======== Document ========

In Berger’s internet article about homes, he mentions “home is the center of the world”. To me, this is true. Home should be the center of your own world, maybe not the entire world. Home is a place you should feel comfortable, where you can face or escape all of your problems. It also should be a place where you are most comfortable being yourself. Home is where you can also have people who care about you and you care about them, it is basically a place of comfort. It does reveal something about peoples strengths, weakness, or needs because the persons type of home usually reflects who they are. At the baseball diamond I have teammates that care for me, or at home I have family members that love me. I can escape and forget all of my problems at the baseball diamond. Usually before practice and games before I do whatever I am doing, I take my hat off and that indicates that I am locked in and have every other issue blocked out. At home in my bedroom is where I can ponder about my problems and evaluate them. It is a place where I can just relax and go to in times of need. Certainly, those two places are at the center of my world because my life revolves around them, and I will always go to them. What keeps these relationships going is the love for what goes on inside them and how they make me feel when I go to them.

======== Provided material ========

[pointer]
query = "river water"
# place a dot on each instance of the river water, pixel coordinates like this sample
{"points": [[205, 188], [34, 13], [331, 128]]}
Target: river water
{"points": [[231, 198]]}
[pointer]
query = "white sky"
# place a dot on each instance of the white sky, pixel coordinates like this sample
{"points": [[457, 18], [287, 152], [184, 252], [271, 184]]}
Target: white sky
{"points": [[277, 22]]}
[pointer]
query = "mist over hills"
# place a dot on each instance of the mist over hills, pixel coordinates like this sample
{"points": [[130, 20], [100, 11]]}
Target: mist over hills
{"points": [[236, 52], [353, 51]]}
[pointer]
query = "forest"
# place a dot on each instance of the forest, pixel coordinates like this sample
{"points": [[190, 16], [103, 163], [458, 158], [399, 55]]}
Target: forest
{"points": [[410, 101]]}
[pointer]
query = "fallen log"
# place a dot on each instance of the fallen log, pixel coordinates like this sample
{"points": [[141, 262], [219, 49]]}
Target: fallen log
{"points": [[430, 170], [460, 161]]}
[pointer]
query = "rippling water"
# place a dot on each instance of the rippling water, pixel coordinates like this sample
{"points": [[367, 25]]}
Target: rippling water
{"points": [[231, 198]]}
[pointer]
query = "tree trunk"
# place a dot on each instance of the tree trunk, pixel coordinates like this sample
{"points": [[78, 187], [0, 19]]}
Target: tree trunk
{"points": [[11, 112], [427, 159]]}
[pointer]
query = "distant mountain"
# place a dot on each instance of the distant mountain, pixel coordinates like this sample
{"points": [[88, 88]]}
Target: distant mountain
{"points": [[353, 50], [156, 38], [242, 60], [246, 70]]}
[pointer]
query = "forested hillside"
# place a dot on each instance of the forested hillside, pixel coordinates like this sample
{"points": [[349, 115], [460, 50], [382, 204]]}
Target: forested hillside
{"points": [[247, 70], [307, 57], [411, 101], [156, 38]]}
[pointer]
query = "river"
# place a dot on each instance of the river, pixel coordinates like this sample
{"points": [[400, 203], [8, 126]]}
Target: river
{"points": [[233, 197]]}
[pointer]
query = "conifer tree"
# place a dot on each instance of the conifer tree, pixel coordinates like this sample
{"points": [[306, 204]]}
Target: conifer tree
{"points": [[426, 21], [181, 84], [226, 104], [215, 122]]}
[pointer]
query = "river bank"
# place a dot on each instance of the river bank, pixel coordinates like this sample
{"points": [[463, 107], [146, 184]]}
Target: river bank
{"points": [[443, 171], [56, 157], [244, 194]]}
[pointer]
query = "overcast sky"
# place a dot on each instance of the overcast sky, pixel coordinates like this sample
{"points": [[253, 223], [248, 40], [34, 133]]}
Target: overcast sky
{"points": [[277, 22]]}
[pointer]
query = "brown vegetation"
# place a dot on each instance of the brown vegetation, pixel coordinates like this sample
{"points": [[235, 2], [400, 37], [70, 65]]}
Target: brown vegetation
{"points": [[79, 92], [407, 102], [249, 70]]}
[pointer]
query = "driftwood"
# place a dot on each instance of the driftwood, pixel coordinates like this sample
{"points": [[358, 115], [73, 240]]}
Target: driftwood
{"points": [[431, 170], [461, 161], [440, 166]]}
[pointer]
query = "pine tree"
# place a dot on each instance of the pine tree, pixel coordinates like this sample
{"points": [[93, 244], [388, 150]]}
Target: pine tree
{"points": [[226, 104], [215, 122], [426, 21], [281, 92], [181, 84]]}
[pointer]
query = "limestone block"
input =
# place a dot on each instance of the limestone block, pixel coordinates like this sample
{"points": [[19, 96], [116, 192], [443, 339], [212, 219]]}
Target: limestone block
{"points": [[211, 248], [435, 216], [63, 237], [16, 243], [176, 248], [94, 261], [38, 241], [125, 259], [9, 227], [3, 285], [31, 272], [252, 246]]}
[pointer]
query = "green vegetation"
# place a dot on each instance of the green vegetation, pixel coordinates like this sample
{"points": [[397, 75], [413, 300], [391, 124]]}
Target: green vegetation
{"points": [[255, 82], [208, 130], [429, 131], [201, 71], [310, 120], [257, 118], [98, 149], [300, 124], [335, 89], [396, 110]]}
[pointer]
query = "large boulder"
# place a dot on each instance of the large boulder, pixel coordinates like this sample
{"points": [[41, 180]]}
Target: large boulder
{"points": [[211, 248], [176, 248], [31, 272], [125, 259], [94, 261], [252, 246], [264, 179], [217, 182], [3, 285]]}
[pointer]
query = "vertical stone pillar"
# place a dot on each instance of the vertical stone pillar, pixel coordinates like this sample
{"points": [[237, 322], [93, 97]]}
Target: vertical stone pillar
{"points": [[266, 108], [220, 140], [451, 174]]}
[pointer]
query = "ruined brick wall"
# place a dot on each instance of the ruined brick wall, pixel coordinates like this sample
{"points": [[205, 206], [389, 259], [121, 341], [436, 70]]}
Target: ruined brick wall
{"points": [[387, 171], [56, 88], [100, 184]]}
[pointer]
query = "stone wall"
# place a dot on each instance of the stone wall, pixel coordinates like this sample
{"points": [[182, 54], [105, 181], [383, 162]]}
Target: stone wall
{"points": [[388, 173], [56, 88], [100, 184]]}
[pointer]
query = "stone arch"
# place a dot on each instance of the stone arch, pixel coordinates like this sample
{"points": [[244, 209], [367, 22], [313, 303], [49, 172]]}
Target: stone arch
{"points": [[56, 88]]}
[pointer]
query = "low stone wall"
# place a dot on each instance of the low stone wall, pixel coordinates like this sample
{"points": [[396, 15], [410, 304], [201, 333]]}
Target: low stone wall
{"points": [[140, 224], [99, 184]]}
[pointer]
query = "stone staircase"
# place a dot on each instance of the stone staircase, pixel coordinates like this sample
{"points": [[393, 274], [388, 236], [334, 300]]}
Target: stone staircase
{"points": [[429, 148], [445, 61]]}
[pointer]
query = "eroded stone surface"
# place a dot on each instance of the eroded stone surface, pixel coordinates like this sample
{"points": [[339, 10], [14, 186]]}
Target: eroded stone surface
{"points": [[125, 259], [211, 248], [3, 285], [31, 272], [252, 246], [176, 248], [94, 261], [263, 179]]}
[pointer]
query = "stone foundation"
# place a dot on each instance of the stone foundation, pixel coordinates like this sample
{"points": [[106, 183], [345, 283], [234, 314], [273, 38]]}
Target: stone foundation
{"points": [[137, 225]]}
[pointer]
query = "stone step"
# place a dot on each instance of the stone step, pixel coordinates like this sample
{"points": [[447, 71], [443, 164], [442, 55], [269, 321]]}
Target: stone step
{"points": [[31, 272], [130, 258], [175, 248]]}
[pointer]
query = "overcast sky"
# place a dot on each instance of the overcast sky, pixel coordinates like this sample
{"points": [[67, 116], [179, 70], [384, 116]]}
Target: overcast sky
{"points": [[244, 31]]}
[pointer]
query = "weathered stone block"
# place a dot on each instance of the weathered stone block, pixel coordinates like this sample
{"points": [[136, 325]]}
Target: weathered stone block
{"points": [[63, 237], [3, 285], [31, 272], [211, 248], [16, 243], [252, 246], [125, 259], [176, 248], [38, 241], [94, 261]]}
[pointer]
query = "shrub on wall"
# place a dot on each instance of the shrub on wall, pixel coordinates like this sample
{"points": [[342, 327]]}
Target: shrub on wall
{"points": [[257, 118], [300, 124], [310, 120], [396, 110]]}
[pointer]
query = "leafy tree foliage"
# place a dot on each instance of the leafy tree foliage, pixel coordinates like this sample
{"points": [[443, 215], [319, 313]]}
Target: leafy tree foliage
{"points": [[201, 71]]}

========

▶ **Set problem**:
Write the next part of the essay on home as the center of one's world, starting after its final sentence. The listing is separate material and has no connection to the essay on home.

▶ **Result below**:
 

In conclusion, I would most defiantly classify those two places under my definition of homes. Home is a place where I can face or escape my problems and these two places do that for me. They are of easy access to me, so they are always reliable places to go to. Also, they have people there that actually care for me and they will always help me because in someway we are all family. These places make me feel safe and I can be myself when I am there, and it is the best feeling in the world. I would certainly classify these two places as very important to me and that is why I can easily call them my homes.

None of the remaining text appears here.